**INSTRUCTIONS FOR THE TASK:** Within the data that follows, set down exactly the lines from the one containing "Could you please identify the sea" through the one containing "Could you please identify the orange", both ends included.

**ENTRIES SUPPLIED:**
● ● ● ● ● ● ●
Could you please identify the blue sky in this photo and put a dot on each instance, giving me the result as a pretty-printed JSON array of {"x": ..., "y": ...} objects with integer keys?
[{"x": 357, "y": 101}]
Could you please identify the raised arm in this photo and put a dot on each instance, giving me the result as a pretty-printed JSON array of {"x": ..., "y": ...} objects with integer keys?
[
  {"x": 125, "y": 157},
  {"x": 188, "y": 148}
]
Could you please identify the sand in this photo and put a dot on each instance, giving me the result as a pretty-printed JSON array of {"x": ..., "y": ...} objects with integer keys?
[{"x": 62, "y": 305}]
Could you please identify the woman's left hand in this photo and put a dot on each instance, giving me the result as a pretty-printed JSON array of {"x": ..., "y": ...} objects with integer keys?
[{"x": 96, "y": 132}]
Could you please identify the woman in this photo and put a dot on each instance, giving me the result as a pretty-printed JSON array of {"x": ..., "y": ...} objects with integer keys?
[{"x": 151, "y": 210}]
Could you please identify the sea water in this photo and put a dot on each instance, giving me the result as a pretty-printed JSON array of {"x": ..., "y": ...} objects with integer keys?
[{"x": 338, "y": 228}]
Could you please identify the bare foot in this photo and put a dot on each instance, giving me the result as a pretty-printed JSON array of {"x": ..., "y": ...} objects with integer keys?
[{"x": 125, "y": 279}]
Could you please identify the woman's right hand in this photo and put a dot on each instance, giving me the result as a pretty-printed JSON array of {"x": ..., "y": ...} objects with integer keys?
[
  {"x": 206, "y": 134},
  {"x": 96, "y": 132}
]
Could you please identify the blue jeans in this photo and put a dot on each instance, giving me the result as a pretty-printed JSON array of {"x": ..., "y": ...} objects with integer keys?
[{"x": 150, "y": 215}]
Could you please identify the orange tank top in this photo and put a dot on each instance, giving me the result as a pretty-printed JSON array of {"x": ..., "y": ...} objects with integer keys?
● ● ● ● ● ● ●
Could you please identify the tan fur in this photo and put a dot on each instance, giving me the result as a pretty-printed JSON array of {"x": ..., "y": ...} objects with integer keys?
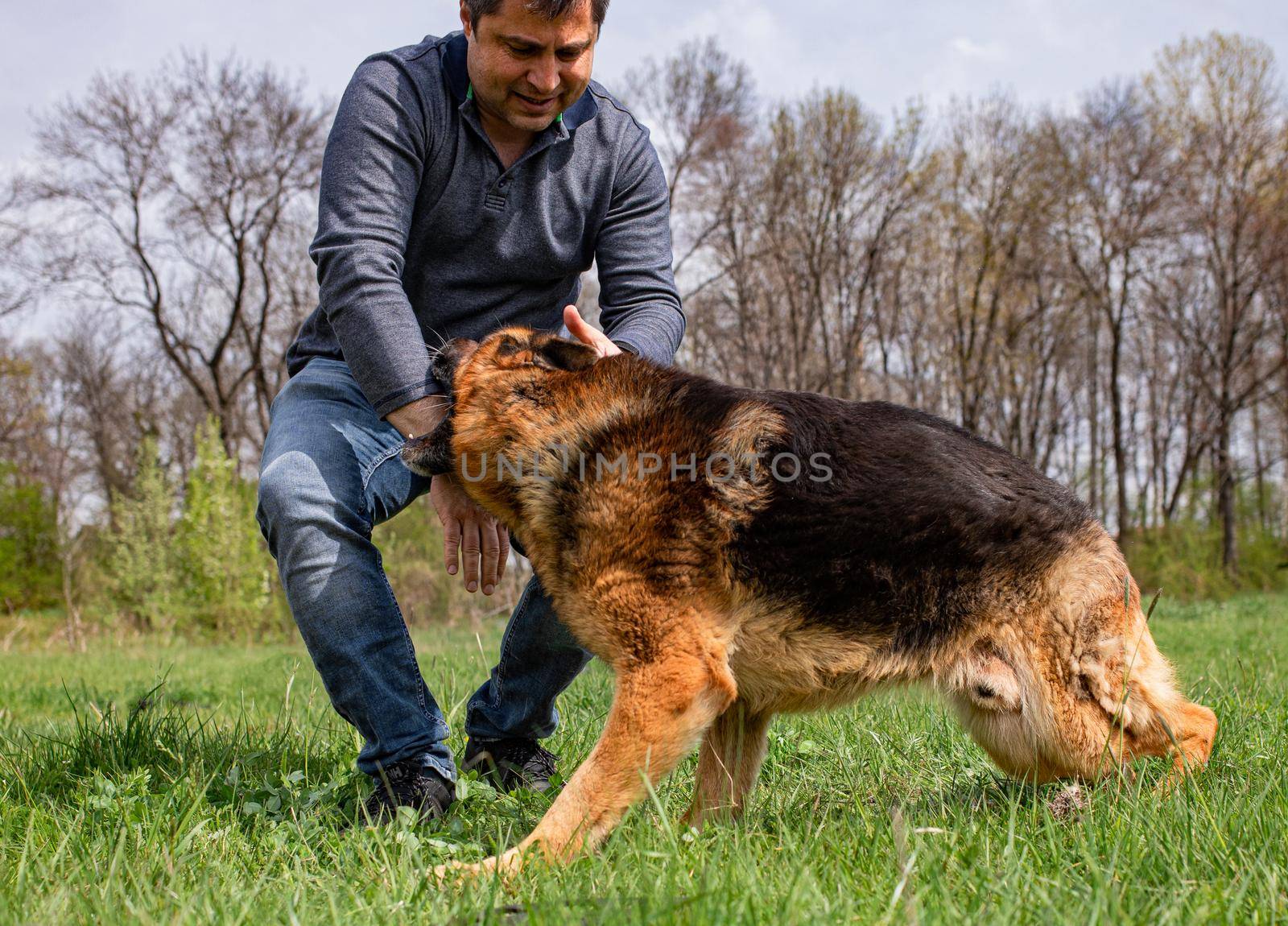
● ● ● ● ● ● ●
**PROBLEM SOLUTION:**
Could you please identify the sea water in this photo and put a dot on each instance, giving me the result as a pretty-printed JSON array of {"x": ..., "y": ...} objects with integer keys?
[{"x": 338, "y": 228}]
Could you please identify the bare foot in this photo and put a dot on each instance, giving me the result as a pretty-printed JSON array of {"x": ..., "y": ...} objects with integer keys?
[{"x": 125, "y": 279}]
Could you please identify the woman's right hand in this photo and put a dot on each instance, giving me the result as a pretty-printed JSON array of {"x": ..., "y": ...} objects with integer keys?
[
  {"x": 206, "y": 134},
  {"x": 96, "y": 132}
]
Could you please identify the blue jeans in this photo and put a dot on each instance, giving me the result as a pretty-printed JSON array of {"x": ..., "y": ...} objects with integer keys?
[{"x": 150, "y": 215}]
Could you please identify the orange tank top in this photo and put a dot on each instance, giving me the result as a pretty-printed JSON array of {"x": ..., "y": ...} objects with integer keys?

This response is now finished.